• [EXERCISE DETAILS]: Reproduce every line of the listing below exactly, with nothing altered or left out.

## Start DATA SHOWN

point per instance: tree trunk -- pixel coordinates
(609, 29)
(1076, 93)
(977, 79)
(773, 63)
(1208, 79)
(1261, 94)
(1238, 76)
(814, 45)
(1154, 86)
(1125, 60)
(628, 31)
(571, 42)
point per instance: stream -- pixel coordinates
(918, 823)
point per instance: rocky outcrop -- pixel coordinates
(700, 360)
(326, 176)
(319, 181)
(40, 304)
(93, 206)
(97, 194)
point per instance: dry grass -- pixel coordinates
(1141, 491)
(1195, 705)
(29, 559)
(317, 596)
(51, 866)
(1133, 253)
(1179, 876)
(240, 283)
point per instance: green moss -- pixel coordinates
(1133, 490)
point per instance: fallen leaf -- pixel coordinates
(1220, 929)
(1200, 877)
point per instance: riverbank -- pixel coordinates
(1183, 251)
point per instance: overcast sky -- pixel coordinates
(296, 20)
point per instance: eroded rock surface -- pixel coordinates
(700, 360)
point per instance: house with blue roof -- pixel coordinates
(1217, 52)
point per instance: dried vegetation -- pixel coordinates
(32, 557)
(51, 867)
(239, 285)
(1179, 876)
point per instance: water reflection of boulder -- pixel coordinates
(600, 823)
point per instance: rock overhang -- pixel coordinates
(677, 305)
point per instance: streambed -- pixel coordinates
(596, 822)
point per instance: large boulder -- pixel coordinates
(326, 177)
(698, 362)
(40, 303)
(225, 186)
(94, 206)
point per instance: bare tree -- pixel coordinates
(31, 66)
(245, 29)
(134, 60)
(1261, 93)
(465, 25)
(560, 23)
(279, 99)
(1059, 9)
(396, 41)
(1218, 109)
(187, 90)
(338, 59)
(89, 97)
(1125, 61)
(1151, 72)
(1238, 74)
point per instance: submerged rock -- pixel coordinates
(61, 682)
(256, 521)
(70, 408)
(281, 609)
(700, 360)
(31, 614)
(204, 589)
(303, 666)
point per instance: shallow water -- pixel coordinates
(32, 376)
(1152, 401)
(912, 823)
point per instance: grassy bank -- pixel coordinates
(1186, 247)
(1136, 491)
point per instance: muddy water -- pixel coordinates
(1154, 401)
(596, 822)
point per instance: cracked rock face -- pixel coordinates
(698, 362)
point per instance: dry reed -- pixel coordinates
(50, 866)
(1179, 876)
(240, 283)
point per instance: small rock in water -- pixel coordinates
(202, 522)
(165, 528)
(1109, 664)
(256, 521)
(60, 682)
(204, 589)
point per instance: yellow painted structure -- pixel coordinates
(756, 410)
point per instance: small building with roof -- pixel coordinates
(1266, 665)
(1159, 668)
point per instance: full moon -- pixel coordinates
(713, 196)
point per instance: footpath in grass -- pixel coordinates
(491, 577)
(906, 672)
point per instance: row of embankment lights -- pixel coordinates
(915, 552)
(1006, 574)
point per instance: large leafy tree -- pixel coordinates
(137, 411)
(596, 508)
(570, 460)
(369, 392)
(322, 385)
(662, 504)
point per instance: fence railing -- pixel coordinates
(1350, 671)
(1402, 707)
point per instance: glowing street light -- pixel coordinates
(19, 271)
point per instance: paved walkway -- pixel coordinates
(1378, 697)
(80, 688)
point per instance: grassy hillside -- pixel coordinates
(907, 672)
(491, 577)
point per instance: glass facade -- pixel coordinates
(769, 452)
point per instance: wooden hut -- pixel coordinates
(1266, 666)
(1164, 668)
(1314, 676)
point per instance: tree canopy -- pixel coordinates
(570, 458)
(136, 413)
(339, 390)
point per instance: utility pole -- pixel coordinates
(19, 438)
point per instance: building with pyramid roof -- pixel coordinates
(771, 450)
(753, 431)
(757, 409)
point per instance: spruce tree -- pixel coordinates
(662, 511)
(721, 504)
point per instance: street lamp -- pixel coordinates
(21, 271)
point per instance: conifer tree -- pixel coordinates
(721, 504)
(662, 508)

## End DATA SHOWN

• [RESULT]:
point per instance: tree trunk -- pixel coordinates
(609, 29)
(1076, 93)
(977, 79)
(773, 63)
(1208, 79)
(1261, 94)
(1238, 76)
(814, 45)
(1154, 86)
(1125, 60)
(628, 31)
(571, 42)
point per instance: stream -- pixel coordinates
(918, 823)
point per instance: rocky outcrop -- pixel coordinates
(700, 360)
(326, 176)
(319, 181)
(40, 304)
(93, 206)
(97, 194)
point per instance: dry grass -- pixel coordinates
(1141, 491)
(1195, 705)
(29, 559)
(317, 596)
(51, 866)
(1133, 253)
(1179, 876)
(240, 283)
point per instance: green moss -- pixel coordinates
(1133, 490)
point per instance: fallen leaf -- pixel coordinates
(1220, 929)
(1200, 877)
point per instance: riverbank -- pixel coordinates
(1183, 251)
point per instance: overcast sky -- pixel coordinates
(296, 20)
point per instance: eroded rock surface -- pixel coordinates
(700, 360)
point per instance: house with blue roof -- pixel coordinates
(1217, 52)
point per instance: dried vegetation -- pixel coordinates
(32, 557)
(51, 867)
(239, 285)
(1179, 876)
point per instance: water reflection of boulder -- pixel coordinates
(600, 823)
point per instance: rock overhang -- pixel coordinates
(677, 305)
point per instance: streambed -- pixel coordinates
(596, 822)
point per instance: large boulder -- pixel coordinates
(326, 177)
(698, 362)
(40, 303)
(225, 186)
(94, 206)
point per instance: bare tree -- pixel coordinates
(31, 66)
(245, 29)
(134, 60)
(1261, 93)
(465, 25)
(560, 23)
(279, 99)
(1059, 9)
(396, 41)
(1218, 109)
(187, 90)
(338, 59)
(89, 97)
(1125, 61)
(1151, 72)
(1238, 74)
point per instance: submerged rock -- pixel coordinates
(61, 682)
(256, 521)
(70, 408)
(281, 609)
(700, 360)
(31, 614)
(204, 589)
(303, 666)
point per instance: shallow water -- pixel coordinates
(32, 376)
(1152, 401)
(912, 823)
point per instance: grassy bank -- pixel coordinates
(1186, 247)
(1136, 491)
point per instance: muddy water -- pixel coordinates
(1154, 401)
(596, 822)
point per instance: cracked rock face -- pixel coordinates
(698, 362)
point per instance: dry reed -- pixel coordinates
(50, 866)
(1179, 876)
(240, 283)
point per instance: small rock in water -- pixel coordinates
(202, 522)
(165, 528)
(1109, 664)
(256, 521)
(60, 682)
(204, 589)
point per instance: yellow painted structure -- pixel coordinates
(756, 410)
point per instance: small building with roof -- pixel coordinates
(1266, 665)
(1159, 668)
point per instance: full moon -- pixel coordinates
(713, 196)
point per instance: footpath in grass -- pixel coordinates
(491, 577)
(906, 672)
point per instance: row of embankment lights -- pixel coordinates
(915, 552)
(1006, 574)
point per instance: large leafy tree -- pixel coordinates
(137, 411)
(596, 508)
(570, 460)
(369, 392)
(322, 385)
(662, 504)
point per instance: fence railing -- pixel coordinates
(1350, 671)
(1402, 707)
point per instance: glowing street light -- pixel coordinates
(19, 271)
point per instance: paved walkway -- pixel coordinates
(1378, 697)
(80, 688)
point per instance: grassy hillside -- pixel coordinates
(907, 672)
(491, 577)
point per instance: glass facade -- pixel coordinates
(769, 452)
point per instance: wooden hut -- pixel coordinates
(1266, 666)
(1164, 668)
(1314, 676)
point per instance: tree canopy -- pixel coordinates
(570, 458)
(136, 413)
(339, 390)
point per instance: utility pole -- pixel coordinates
(19, 438)
point per instance: building with pyramid roof -- pixel coordinates
(771, 450)
(753, 431)
(757, 409)
point per instance: spruce tree -- pixel coordinates
(662, 511)
(721, 504)
point per instance: street lamp -- pixel coordinates
(21, 271)
point per instance: conifer tree -- pixel coordinates
(721, 504)
(662, 508)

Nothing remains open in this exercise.